§ Trecho fornecido
☆ ☆ ☆

IV – estabelecimento de mecanismos que busquem reforçar o cumprimento das coberturas contratadas pelos consumidores.

Justificativa: planos com coberturas reduzidas, ou seja, somente aquelas consignadas nos contratos, aumentariam o número de clientes do segmento suplementar e trariam mais retornos financeiros às operadoras. Restrições radicais de cobertura tornam atrativo o preço de mensalidades em um primeiro momento, mas, na hora do adoecimento, tendem a gerar gastos catastróficos e a busca tardia pelo SUS por indivíduos e famílias.

V – estabelecimento de mecanismos que busquem solucionar conflitos no relacionamento entre operadoras e prestadores de serviços de saúde.

Justificativa: o setor suplementar mantém estreitas relações entre prestadores e operadoras, que determinam protocolos assistenciais e valores de remuneração, nem sempre compatíveis com a ética profissional e com as necessidades de saúde.

VI – promoção da transparência das informações acerca dos reajustes das contraprestações à sociedade.

Justificativa: a ideia subjacente à palavra “transparência” é uma só – a de reajustes anuais para contratos individuais e coletivos baseados na variação dos custos médico-hospitalares e das novas tecnologias diagnósticas e terapêuticas. As operadoras poderiam, assim, definir reajustes diferenciados conforme a região e em função do tipo de plano, com a venda de módulos segmentados de cobertura e padrões distintos de rede credenciada.

☆ ☆ ☆

§ Enunciado
Reescreva o trecho sobre a saúde suplementar desde "Justificativa: planos com" até "necessidades de saúde.", inclusive, substituindo "operadoras" por "seguradoras".

§ Dados extraídos
☆ ☆ ☆

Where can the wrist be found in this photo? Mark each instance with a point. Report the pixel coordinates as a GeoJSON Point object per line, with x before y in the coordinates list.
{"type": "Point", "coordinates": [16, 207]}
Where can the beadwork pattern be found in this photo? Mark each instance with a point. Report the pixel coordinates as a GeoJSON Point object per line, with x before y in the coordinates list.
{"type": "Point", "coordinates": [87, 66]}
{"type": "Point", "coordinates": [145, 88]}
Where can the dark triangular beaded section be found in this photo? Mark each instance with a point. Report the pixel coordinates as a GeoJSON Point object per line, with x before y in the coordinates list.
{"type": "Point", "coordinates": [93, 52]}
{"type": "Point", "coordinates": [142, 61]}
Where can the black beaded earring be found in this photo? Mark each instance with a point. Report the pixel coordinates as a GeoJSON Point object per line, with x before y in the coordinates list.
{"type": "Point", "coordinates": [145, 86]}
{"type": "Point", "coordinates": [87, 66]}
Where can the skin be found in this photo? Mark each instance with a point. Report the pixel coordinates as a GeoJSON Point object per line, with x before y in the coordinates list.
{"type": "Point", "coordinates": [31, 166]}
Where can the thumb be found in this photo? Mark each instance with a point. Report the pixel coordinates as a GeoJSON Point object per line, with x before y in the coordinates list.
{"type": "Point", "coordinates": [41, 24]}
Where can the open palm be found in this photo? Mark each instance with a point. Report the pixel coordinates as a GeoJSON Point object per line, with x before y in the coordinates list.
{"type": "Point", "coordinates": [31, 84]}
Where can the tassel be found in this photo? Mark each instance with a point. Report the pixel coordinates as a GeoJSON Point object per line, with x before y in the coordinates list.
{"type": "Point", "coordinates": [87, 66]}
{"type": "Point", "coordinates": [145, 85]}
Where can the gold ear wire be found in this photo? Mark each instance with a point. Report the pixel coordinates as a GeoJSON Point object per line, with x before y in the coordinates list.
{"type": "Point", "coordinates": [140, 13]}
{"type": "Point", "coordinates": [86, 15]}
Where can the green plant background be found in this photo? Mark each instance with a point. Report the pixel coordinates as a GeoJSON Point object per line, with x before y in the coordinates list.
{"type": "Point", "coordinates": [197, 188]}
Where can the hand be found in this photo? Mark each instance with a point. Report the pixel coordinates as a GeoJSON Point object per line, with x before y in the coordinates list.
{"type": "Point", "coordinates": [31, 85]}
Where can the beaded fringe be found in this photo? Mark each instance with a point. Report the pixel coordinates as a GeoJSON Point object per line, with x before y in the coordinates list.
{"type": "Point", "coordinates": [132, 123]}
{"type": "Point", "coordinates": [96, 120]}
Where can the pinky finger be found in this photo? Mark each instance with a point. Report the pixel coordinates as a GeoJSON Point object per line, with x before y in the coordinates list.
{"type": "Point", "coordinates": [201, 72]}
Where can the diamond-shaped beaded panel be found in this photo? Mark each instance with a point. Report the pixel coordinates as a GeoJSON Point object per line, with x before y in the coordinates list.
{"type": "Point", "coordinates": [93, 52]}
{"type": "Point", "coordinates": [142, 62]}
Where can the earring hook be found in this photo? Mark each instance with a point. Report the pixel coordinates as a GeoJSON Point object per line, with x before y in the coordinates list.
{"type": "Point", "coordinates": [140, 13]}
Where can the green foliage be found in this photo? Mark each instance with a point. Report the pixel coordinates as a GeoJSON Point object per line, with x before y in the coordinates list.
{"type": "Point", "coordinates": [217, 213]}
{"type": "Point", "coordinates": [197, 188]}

☆ ☆ ☆

§ Resolução
Justificativa: planos com coberturas reduzidas, ou seja, somente aquelas consignadas nos contratos, aumentariam o número de clientes do segmento suplementar e trariam mais retornos financeiros às seguradoras. Restrições radicais de cobertura tornam atrativo o preço de mensalidades em um primeiro momento, mas, na hora do adoecimento, tendem a gerar gastos catastróficos e a busca tardia pelo SUS por indivíduos e famílias.

V – estabelecimento de mecanismos que busquem solucionar conflitos no relacionamento entre seguradoras e prestadores de serviços de saúde.

Justificativa: o setor suplementar mantém estreitas relações entre prestadores e seguradoras, que determinam protocolos assistenciais e valores de remuneração, nem sempre compatíveis com a ética profissional e com as necessidades de saúde.